» **Complete the following**:
1. In the article on Israel's place in the region, which standards are listed as measures by which Israel leads the region? Name all of them.
2. Using the article on Israel's place in the region, decide whether each statement agrees with it. Answer yes or no for each, and quote the deciding words.
(a) All of Israel's traditional adversaries, Iran included, are weaker and falling further behind.
(b) The author has worked the Israel issue for half a dozen secretaries of state.
(c) The attacks and threats Israelis face are called existential security threats to the state.
3. Return everything in the article on Israel's place in the region from "Israel Is Here to Stay - Aaron" down to "have gone offline.", copied exactly.

» **Passage to read**:
##########

Israel Is Here to Stay - Aaron David Miller (RealClearWorld)

  • Having worked the Israel issue for half a dozen secretaries of state, I'm more convinced than ever that Israel is here to stay.
  • The region in which Israel lives is melting down at a rate no one would have anticipated. Yet if any states disappear, these may be on the Arab side. A good part of the Arab world, including many of Israel's traditional adversaries, have gone offline.
  • The region's three non-Arab states - Israel, Turkey, and Iran - are probably the most highly functioning polities in the region. All are domestically stable, have tremendous economic power, and are capable of projecting their power in the region. Of the three, Israel by far has the best balance of military, economic, and technological prowess and brain power. By any significant standard - GDP per capita; educational assets; share of Nobel prizes; even the global happiness index - Israel leads the region, and much of the rest of the world, by wide margins.
  • Compare the situation Israel faces in 2016 with any other period since the founding of the state 68 years ago, and there is little doubt the country is stronger, more secure, and holds a more pronounced qualitative military edge than it ever has. Furthermore, with the exception of Iran, its traditional adversaries are weaker and are falling further behind.
  • The situation, of course, is far from perfect. Israelis face a rash of attacks by Palestinians, as well as more substantial threats from Hizbullah, Hamas, and ISIS wannabes in Sinai. But these aren't existential security threats to the state, and Iran's putative quest for a nuclear weapon has been constrained for now.

##########

» **Data extracts**:
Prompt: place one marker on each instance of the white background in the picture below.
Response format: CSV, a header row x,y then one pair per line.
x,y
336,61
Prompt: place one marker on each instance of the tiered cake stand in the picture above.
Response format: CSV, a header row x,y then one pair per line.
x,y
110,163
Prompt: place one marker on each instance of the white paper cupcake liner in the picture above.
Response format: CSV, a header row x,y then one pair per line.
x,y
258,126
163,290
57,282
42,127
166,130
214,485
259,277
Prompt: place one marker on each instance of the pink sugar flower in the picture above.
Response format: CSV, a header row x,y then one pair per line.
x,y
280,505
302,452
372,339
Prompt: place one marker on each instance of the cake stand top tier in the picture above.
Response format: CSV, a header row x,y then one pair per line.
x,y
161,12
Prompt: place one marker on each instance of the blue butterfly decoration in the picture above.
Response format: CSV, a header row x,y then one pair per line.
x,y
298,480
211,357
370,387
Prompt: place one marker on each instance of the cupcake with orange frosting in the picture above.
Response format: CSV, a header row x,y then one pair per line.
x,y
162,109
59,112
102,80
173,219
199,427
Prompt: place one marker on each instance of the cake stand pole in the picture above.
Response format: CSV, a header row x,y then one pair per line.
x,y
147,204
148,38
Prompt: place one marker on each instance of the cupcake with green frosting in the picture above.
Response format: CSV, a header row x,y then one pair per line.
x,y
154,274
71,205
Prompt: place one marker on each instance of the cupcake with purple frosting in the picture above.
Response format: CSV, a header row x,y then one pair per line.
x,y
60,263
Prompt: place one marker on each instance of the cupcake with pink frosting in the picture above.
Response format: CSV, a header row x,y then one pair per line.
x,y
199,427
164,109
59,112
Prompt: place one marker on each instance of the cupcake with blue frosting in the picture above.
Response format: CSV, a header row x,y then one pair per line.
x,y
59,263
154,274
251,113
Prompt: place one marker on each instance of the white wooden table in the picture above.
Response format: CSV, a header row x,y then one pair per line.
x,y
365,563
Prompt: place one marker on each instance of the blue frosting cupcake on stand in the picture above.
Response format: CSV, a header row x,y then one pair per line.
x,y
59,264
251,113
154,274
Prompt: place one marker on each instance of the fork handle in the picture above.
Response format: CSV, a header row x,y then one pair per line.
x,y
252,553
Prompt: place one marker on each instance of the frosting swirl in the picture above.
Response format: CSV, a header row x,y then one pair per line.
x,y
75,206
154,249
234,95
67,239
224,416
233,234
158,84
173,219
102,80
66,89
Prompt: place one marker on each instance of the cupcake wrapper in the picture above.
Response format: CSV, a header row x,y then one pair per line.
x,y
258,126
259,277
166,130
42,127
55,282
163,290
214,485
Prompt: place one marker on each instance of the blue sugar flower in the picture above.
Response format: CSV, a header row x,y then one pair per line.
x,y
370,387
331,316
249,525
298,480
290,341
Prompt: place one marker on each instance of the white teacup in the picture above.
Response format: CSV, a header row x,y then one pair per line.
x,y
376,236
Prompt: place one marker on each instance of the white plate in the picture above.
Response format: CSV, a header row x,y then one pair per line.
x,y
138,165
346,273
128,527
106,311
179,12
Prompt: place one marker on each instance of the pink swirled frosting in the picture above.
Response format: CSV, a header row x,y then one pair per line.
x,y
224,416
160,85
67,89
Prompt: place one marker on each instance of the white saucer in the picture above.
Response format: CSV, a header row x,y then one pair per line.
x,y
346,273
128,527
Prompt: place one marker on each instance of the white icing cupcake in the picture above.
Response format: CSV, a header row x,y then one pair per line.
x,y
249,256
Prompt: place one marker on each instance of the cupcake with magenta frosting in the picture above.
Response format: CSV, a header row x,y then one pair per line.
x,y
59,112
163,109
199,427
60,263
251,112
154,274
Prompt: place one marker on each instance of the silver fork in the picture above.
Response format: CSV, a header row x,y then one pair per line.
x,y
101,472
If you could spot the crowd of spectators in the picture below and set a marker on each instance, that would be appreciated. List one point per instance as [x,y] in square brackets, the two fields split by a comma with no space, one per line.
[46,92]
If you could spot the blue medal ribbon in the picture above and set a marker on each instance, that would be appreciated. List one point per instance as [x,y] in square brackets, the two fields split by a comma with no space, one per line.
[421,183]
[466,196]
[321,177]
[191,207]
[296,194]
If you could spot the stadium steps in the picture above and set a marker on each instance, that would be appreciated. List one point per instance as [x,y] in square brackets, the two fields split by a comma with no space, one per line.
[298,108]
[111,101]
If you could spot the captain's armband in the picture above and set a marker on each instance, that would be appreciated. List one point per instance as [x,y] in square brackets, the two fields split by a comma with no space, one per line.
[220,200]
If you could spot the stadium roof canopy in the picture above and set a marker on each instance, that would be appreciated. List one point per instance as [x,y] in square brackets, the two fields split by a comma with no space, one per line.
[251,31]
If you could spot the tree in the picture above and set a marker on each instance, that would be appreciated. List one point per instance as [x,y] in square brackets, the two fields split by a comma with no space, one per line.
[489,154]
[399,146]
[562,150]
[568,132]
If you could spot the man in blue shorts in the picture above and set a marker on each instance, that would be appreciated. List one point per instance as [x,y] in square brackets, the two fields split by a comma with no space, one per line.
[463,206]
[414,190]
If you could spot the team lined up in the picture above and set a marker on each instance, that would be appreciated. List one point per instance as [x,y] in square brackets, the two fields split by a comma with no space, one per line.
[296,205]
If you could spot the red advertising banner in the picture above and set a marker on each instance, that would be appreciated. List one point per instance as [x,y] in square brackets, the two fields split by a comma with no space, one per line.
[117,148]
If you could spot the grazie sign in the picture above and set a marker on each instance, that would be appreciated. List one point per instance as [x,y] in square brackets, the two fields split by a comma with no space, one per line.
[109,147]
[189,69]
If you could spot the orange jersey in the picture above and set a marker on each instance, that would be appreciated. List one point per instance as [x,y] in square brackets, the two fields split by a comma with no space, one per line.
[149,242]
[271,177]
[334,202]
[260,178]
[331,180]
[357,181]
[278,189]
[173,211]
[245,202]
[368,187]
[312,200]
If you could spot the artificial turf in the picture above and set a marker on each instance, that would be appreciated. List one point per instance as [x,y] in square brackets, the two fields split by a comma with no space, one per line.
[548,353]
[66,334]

##########

» **Answers by item number**:
1.
- GDP per capita
- educational assets
- share of Nobel prizes
- the global happiness index

2.
(a) No: "with the exception of Iran, its traditional adversaries are weaker and are falling further behind."
(b) Yes: "Having worked the Israel issue for half a dozen secretaries of state"
(c) No: "But these aren't existential security threats to the state"

3.
Israel Is Here to Stay - Aaron David Miller (RealClearWorld)

  • Having worked the Israel issue for half a dozen secretaries of state, I'm more convinced than ever that Israel is here to stay.
  • The region in which Israel lives is melting down at a rate no one would have anticipated. Yet if any states disappear, these may be on the Arab side. A good part of the Arab world, including many of Israel's traditional adversaries, have gone offline.